#### Input for this task ####
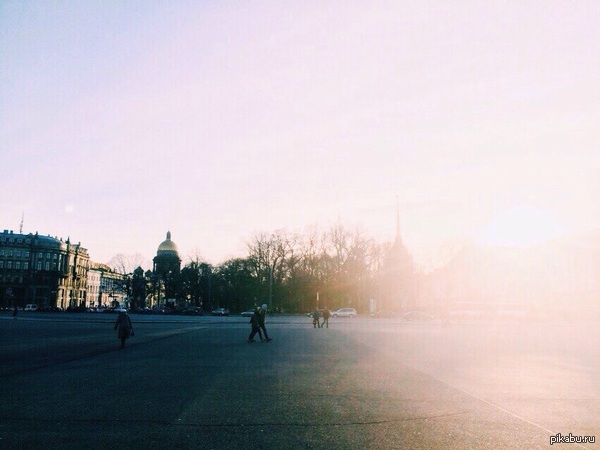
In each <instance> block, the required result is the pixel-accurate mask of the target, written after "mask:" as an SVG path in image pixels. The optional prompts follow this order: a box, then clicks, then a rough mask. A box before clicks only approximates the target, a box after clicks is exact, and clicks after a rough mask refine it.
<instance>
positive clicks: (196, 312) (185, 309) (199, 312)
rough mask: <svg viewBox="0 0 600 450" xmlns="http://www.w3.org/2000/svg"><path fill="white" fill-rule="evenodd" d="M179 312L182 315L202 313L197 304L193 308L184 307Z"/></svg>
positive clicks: (197, 314)
mask: <svg viewBox="0 0 600 450" xmlns="http://www.w3.org/2000/svg"><path fill="white" fill-rule="evenodd" d="M181 314H183V315H184V316H202V315H204V311H202V308H200V307H199V306H196V307H193V308H186V309H184V310H182V311H181Z"/></svg>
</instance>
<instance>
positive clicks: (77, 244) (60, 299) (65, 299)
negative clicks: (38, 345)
mask: <svg viewBox="0 0 600 450" xmlns="http://www.w3.org/2000/svg"><path fill="white" fill-rule="evenodd" d="M88 269H89V254H88V251H87V249H85V248H83V247H82V246H81V244H80V243H78V244H73V243H72V242H71V241H70V239H67V240H66V241H63V240H62V239H58V238H56V237H51V236H42V235H39V234H38V233H35V234H31V233H29V234H20V233H14V232H13V231H9V230H4V231H3V232H2V233H0V306H2V307H14V306H17V307H22V306H25V305H26V304H30V303H34V304H37V305H38V307H40V308H47V309H52V308H61V309H67V308H69V307H80V306H85V304H86V300H87V273H88Z"/></svg>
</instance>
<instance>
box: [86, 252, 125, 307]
mask: <svg viewBox="0 0 600 450" xmlns="http://www.w3.org/2000/svg"><path fill="white" fill-rule="evenodd" d="M87 280H88V286H87V291H88V304H87V306H90V307H104V308H116V307H121V306H127V303H128V298H127V289H126V282H127V280H126V276H125V275H123V274H120V273H118V272H116V271H115V270H114V269H111V268H110V267H109V266H107V265H106V264H102V263H97V262H91V263H90V270H89V272H88V277H87Z"/></svg>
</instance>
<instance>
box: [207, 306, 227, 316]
mask: <svg viewBox="0 0 600 450" xmlns="http://www.w3.org/2000/svg"><path fill="white" fill-rule="evenodd" d="M211 314H212V315H213V316H228V315H229V310H228V309H227V308H217V309H213V311H212V312H211Z"/></svg>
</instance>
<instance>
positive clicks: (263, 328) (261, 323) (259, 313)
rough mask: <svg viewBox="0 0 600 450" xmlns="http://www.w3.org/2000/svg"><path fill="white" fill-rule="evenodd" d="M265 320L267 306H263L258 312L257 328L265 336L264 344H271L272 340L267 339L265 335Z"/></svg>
####
*Prompt:* Output every line of the records above as a Markdown table with the columns Entry and Content, numbering the rows and skipping blank lines. Omit the pictures.

*Exercise result:*
| Entry | Content |
|---|---|
| 1 | In each <instance> block, the required result is the pixel-accurate mask of the target, written after "mask:" as an SVG path in image pixels. The optional prompts follow this order: a box, then clicks, then a rough mask. A box before clicks only approximates the target, a box after clicks is exact, and clicks after a rough mask refine it. |
| 2 | <instance> |
| 3 | positive clicks: (196, 312) (185, 309) (199, 312) |
| 4 | rough mask: <svg viewBox="0 0 600 450" xmlns="http://www.w3.org/2000/svg"><path fill="white" fill-rule="evenodd" d="M179 312L182 315L202 313L197 304L193 308L184 307Z"/></svg> |
| 5 | positive clicks: (197, 314) |
| 6 | mask: <svg viewBox="0 0 600 450" xmlns="http://www.w3.org/2000/svg"><path fill="white" fill-rule="evenodd" d="M181 314H183V315H184V316H202V315H204V311H202V308H200V307H199V306H196V307H193V308H186V309H184V310H182V311H181Z"/></svg> |
| 7 | </instance> |
| 8 | <instance> |
| 9 | positive clicks: (77, 244) (60, 299) (65, 299) |
| 10 | negative clicks: (38, 345) |
| 11 | mask: <svg viewBox="0 0 600 450" xmlns="http://www.w3.org/2000/svg"><path fill="white" fill-rule="evenodd" d="M88 269H89V254H88V251H87V249H85V248H83V247H82V246H81V244H80V243H78V244H73V243H72V242H71V241H70V239H67V240H66V241H63V240H62V239H58V238H56V237H51V236H42V235H39V234H38V233H35V234H31V233H29V234H20V233H14V232H13V231H9V230H4V231H3V232H2V233H0V306H2V307H14V306H17V307H22V306H25V305H26V304H30V303H34V304H37V305H38V307H40V308H47V309H52V308H61V309H67V308H69V307H80V306H85V304H86V300H87V273H88Z"/></svg> |
| 12 | </instance> |
| 13 | <instance> |
| 14 | box: [86, 252, 125, 307] |
| 15 | mask: <svg viewBox="0 0 600 450" xmlns="http://www.w3.org/2000/svg"><path fill="white" fill-rule="evenodd" d="M87 280H88V286H87V291H88V304H87V306H90V307H104V308H116V307H121V306H127V303H128V298H127V289H126V282H127V280H126V276H125V275H123V274H120V273H118V272H116V271H115V270H114V269H111V268H110V267H109V266H107V265H106V264H102V263H97V262H91V263H90V270H89V272H88V277H87Z"/></svg> |
| 16 | </instance> |
| 17 | <instance> |
| 18 | box: [207, 306, 227, 316] |
| 19 | mask: <svg viewBox="0 0 600 450" xmlns="http://www.w3.org/2000/svg"><path fill="white" fill-rule="evenodd" d="M211 314H212V315H213V316H228V315H229V310H228V309H227V308H217V309H213V311H212V312H211Z"/></svg> |
| 20 | </instance> |
| 21 | <instance> |
| 22 | positive clicks: (263, 328) (261, 323) (259, 313) |
| 23 | rough mask: <svg viewBox="0 0 600 450" xmlns="http://www.w3.org/2000/svg"><path fill="white" fill-rule="evenodd" d="M265 320L267 306H263L258 312L257 328L265 336L264 344H271L272 340L267 339L265 335Z"/></svg> |